:: Passage given ::
____________________

Based on the Arrhenius equation [49,50], the dependence between the reaction rate constant ($k$) and T for reinforcing steel corrosion follows Equation (4).

$$k=A·\exp (-\frac{E_a}{RT})$$

(4)

where A is the pre-exponential factor (mol⁻¹·dm³·s⁻¹)$,E_a$ is the activation energy (kJ·mol⁻¹), and R is the gas constant. For the electrode system of reinforcing steel corrosion, the value of $k$ cannot be easily and directly measured. Instead, its mathematical relationship with i_corr can be derived from the Stern–Geary equation and Faraday’s law, following the calculation as mentioned in Equations (4)–(9) listed below.

The relation between i_corr and polarization resistance R_P is expressed as Equation (5) [51,52]:

$$i_{corr}=B/R_P$$

(5)

where B is the Tafel constant, which can be determined based on Andrade and Gonzalez’s work [53,54,55] and has the value of 26 mV. According to Faraday’s law, the relationship between i_corr of the electrode reaction from metal anode dissolution and the electrode reaction rate can be calculated following Equation (6).

$$i_{corr}=nFv$$

(6)

where $n$ is the stoichiometric coefficient of electrons in the electrode reaction, F is the Faraday constant, and $v$ is the electrode reaction speed. When the electrode reaction proceeds in the direction of metal anode dissolution and the reaction is rate-limited by the charge migration step at the solid–liquid interface, the relationship between $v$ and the concentration of electrode reactants $c$ can be expressed as Equation (7).

$$v=kc$$

(7)

where $k$ is the rate constant of the electrode reaction, as referenced in Equation (4). When the reactant is a metal atom, the value of $c$ is unity (1 mol/cm³). Substituting Equation (7) into Equation (6) yields

$$i_{corr}=nFkc$$

(8)

According to Equation (8), the reaction rate constant $k$ can be calculated by using i_corr of the reinforcing steel. Substituting Equation (4) into Equation (8), the correlation equation between i_corr and temperature can be obtained as shown in Equation (9).

$$i_{corr}=nFcA·\exp \left(-\frac{E_a}{RT}\right)$$

(9)

Taking the natural logarithm calculation of both sides of Equation (9), we find

$$\ln i_{corr}=\ln (nFcA)-\frac{E_a}{RT}$$

(10)

Consequently, the Arrhenius plots, as shown in Figure 11, can be obtained by plotting $\ln i_{corr}$ vs. 1/T. As can be seen from the figure, there is a good linear relationship between these two parameters, which illustrates that the relationship between the corrosion rate of reinforcing steel and temperature conforms well with the Arrhenius equation at the temperature of 20~50 °C. Meanwhile, the result proves that the slop of the linear relationship (−E_a/R) is constant for each analysis, which means that the E_a is a temperature-independent factor for the corrosion of reinforcing steel.

____________________

:: Records shown ::
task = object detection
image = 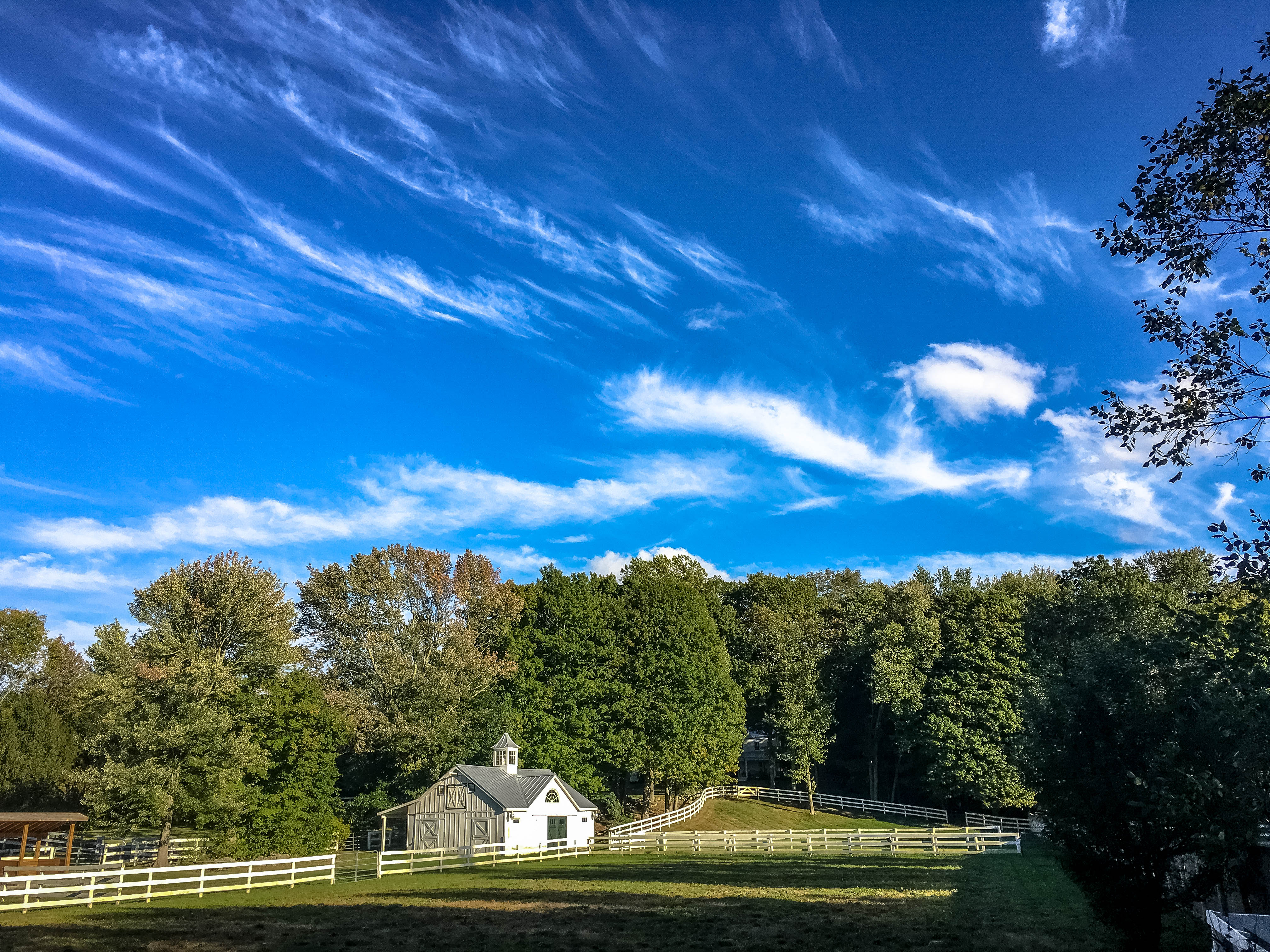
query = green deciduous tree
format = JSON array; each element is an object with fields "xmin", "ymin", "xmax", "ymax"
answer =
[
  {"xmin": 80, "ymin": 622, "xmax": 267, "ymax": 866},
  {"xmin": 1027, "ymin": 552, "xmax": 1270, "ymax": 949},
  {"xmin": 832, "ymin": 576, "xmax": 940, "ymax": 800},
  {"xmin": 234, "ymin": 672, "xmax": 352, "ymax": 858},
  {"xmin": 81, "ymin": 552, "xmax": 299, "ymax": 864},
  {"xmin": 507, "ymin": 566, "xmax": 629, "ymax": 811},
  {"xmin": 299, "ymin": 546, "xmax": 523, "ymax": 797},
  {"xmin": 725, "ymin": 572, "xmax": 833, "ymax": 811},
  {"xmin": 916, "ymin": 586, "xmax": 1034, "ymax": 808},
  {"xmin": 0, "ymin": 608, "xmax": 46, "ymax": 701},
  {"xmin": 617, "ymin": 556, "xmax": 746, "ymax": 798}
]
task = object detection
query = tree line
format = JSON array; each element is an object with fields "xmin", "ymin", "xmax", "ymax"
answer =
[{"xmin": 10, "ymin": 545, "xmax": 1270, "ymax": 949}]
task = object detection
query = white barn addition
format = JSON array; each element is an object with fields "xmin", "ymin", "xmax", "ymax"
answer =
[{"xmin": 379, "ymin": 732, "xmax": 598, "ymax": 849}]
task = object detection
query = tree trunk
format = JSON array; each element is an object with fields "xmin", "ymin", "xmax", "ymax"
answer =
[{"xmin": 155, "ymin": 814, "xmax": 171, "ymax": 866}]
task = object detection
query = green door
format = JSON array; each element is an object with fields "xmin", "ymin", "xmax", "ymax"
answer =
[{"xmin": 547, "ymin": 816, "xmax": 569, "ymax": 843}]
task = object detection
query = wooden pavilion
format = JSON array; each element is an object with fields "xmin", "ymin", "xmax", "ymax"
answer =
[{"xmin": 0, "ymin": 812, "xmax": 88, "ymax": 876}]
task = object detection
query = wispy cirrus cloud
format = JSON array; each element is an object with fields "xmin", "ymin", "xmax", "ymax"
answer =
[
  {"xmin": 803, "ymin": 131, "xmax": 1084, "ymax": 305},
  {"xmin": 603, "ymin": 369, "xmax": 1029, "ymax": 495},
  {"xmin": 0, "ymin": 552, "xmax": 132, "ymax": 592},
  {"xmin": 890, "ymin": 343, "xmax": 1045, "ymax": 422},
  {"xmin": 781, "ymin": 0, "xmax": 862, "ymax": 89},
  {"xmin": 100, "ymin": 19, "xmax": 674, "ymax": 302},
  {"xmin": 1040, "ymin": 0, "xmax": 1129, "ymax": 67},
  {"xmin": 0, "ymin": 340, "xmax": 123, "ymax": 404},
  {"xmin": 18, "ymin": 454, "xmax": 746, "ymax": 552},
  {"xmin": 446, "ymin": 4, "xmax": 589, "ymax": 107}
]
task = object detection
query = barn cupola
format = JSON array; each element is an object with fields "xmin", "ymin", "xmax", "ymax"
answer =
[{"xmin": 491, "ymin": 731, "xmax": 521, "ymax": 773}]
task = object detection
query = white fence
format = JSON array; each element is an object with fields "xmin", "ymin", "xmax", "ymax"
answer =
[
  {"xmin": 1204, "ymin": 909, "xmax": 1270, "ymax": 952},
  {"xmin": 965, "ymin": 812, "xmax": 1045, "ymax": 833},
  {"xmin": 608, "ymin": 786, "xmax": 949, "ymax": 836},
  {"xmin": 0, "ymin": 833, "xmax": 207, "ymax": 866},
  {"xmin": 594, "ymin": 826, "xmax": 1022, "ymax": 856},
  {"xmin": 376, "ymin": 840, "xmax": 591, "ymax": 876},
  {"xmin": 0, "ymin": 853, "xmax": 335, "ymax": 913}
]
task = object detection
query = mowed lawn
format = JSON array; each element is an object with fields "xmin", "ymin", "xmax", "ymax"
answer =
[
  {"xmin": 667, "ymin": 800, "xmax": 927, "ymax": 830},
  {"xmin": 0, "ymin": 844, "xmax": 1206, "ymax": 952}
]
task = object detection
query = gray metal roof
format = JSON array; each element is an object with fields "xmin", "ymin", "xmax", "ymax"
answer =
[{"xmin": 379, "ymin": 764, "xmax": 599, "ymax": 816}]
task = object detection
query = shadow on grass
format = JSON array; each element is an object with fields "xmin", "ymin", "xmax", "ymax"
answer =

____________________

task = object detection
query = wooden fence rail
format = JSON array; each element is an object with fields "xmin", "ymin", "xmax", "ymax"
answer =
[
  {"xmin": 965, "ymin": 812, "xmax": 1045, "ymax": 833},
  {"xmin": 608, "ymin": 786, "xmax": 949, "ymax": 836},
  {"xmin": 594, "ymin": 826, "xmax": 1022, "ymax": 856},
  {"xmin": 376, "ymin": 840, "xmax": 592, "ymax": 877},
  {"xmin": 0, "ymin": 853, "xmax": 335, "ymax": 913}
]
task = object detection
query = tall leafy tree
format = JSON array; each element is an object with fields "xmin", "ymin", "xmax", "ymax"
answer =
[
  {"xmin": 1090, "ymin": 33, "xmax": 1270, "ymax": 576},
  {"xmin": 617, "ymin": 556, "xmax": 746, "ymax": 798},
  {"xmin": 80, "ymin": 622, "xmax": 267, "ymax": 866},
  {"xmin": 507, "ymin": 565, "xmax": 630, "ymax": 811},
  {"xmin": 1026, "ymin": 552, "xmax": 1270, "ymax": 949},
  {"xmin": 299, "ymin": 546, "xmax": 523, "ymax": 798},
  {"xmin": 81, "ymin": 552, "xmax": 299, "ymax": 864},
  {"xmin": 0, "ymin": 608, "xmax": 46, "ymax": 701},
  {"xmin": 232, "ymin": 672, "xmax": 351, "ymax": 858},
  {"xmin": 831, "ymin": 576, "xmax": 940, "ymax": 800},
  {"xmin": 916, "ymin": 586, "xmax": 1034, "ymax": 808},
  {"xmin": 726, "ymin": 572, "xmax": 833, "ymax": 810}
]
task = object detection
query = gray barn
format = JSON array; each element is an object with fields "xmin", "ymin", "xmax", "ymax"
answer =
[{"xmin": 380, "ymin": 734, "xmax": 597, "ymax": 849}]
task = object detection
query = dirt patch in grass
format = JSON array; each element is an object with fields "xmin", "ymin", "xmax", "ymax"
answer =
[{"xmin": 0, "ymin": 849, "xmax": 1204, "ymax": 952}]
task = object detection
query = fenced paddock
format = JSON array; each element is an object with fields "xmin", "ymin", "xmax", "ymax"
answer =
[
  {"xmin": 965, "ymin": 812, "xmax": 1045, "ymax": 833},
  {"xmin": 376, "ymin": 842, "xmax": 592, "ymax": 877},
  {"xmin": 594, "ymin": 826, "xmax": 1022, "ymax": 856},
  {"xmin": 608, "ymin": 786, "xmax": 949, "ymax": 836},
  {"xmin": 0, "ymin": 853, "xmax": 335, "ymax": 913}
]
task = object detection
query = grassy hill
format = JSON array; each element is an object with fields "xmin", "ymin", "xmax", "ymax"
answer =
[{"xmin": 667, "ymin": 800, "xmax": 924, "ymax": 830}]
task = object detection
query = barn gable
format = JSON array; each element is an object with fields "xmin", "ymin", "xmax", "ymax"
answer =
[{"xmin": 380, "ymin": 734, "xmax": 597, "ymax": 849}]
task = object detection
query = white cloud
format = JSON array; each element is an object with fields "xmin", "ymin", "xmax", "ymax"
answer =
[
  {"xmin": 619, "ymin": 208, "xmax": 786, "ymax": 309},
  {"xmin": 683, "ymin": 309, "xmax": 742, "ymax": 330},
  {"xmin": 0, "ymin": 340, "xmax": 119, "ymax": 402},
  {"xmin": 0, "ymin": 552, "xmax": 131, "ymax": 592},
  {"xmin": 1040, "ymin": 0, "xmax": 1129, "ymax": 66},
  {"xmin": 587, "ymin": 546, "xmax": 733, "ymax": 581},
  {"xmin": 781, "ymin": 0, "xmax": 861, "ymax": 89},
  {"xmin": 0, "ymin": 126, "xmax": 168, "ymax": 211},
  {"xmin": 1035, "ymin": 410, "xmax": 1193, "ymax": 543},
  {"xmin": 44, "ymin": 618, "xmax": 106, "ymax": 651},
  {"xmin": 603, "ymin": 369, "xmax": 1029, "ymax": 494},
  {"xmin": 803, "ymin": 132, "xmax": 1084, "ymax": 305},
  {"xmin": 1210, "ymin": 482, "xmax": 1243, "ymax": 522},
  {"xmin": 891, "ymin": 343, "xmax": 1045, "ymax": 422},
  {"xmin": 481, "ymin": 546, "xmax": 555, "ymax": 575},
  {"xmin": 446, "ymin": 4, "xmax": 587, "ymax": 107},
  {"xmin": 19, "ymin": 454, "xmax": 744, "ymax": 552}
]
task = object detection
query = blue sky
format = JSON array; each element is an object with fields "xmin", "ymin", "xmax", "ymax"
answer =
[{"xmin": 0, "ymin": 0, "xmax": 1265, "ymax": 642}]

____________________

:: Short task ::
State whether each statement agrees with the passage on steel corrosion and temperature, answering yes or no and quoting the deciding words of the passage. 1. The Tafel constant B has a value of 26 mV. 2. The rate constant k of reinforcing steel corrosion can be measured easily and directly. 3. When the reactant is a metal atom, the concentration c is taken as zero.

:: Finished exercise ::
1. Yes: "has the value of 26 mV."
2. No: "cannot be easily and directly measured."
3. No: "is unity (1 mol/cm³)."